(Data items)
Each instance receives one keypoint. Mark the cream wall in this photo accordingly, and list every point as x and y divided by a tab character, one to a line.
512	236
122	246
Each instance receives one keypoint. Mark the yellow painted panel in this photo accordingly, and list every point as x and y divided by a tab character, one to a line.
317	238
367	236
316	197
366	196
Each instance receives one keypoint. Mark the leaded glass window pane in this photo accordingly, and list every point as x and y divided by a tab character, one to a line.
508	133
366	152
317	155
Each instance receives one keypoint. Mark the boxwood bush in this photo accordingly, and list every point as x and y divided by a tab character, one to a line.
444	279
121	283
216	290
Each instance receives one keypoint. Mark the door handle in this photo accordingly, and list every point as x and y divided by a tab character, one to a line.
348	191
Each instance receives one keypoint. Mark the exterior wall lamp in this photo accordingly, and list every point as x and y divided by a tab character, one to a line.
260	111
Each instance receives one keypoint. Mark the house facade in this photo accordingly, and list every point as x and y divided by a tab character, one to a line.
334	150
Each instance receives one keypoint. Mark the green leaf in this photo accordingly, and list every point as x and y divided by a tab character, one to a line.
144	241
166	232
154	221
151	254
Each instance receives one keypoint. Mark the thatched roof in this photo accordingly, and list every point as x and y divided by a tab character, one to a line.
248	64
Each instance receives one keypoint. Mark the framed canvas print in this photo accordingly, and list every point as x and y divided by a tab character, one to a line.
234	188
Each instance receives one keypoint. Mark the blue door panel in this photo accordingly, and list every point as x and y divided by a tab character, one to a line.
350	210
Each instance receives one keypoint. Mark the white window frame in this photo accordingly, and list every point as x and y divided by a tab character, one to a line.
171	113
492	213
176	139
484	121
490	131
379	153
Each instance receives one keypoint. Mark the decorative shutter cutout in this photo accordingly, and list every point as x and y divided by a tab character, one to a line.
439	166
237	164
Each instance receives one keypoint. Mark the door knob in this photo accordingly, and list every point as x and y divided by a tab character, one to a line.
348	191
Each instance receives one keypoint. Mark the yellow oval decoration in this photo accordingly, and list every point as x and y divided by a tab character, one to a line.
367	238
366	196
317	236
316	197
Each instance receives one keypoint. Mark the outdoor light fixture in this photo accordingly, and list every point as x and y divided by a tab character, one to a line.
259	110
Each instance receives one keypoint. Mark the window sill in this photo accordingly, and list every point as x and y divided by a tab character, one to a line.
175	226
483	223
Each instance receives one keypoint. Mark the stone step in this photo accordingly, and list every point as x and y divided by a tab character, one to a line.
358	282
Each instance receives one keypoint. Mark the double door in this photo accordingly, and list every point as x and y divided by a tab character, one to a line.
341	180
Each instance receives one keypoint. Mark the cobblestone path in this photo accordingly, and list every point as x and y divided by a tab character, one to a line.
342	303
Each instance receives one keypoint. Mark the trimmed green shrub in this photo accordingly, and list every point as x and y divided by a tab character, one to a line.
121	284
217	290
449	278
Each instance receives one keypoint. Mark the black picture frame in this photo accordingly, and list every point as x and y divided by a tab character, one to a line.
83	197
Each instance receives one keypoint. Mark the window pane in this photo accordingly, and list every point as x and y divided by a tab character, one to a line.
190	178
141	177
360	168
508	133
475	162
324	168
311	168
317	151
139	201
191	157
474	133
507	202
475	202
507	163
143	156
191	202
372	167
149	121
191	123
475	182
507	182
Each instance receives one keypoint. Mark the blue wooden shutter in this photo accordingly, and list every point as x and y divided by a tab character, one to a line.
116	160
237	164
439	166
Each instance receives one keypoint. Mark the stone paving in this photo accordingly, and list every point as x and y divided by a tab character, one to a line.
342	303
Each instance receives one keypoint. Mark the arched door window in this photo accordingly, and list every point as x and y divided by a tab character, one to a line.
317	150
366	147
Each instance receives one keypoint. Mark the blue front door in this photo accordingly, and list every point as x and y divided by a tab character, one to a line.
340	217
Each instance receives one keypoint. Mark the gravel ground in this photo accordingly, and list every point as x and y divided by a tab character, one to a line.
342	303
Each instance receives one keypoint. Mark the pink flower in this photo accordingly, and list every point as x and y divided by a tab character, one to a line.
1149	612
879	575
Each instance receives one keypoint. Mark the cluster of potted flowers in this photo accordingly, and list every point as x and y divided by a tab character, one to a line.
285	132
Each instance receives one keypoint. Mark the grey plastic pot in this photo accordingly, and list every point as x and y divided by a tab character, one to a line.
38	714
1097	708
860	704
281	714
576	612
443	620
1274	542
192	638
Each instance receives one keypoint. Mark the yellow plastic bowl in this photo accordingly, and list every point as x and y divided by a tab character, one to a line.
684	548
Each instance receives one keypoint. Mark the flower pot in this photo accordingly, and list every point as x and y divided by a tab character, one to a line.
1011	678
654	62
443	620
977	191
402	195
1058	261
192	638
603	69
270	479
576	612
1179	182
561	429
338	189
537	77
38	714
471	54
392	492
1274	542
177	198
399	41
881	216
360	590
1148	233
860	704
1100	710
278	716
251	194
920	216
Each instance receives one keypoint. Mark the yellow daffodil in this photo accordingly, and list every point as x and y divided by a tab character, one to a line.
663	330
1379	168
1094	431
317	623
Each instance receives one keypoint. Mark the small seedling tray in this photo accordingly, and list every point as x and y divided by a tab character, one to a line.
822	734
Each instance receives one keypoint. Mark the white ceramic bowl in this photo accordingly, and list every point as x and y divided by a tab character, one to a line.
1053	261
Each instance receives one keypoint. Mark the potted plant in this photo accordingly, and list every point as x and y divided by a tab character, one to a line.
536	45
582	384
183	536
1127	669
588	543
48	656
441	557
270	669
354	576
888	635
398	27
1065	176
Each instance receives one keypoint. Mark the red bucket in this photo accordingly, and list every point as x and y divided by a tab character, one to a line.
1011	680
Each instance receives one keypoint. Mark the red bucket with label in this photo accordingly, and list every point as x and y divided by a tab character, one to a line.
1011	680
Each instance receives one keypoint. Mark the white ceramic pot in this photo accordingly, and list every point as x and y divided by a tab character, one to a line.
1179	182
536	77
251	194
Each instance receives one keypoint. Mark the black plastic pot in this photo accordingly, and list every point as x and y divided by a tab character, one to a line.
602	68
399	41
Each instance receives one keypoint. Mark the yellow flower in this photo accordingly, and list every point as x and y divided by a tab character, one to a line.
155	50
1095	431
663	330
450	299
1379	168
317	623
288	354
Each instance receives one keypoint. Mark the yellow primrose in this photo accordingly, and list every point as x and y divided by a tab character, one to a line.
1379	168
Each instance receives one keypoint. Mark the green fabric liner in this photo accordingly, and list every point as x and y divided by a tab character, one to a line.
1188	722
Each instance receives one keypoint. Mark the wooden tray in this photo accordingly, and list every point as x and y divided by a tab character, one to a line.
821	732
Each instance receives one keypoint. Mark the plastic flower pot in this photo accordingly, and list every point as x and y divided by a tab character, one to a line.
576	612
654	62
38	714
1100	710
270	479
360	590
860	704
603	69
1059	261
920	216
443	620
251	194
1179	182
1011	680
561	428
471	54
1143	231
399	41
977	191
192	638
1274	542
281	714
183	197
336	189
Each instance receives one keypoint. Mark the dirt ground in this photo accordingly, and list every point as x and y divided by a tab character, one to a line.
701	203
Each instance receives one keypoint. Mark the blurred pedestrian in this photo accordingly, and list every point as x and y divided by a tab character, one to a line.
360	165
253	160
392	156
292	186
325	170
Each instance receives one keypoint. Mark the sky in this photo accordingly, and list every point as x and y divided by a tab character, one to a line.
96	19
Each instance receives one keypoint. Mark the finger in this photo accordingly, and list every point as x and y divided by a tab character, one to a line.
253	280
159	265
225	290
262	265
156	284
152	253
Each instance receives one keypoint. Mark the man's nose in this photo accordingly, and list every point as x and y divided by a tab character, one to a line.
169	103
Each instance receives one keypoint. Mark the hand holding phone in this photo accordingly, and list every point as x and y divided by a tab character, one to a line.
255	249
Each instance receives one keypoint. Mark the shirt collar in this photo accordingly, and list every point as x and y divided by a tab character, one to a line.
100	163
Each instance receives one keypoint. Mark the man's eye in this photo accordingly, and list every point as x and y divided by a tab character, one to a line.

### TASK TO COMPLETE
Copy the data from the line with "Each instance receives one keypoint. Mark the shirt" through the end of the data, swapping "keypoint" for "marker point" and keeping everything else the same.

### EXPECTED OUTPUT
Each instance receives one marker point. Mark the shirt collar in this photo accordingly, and list every point as x and y divided by a tab character, one to a line.
100	163
Each instance receives one marker point. Mark the man's eye in this photo accordingly, and list every point as x and y divided by a tab character, one to a line.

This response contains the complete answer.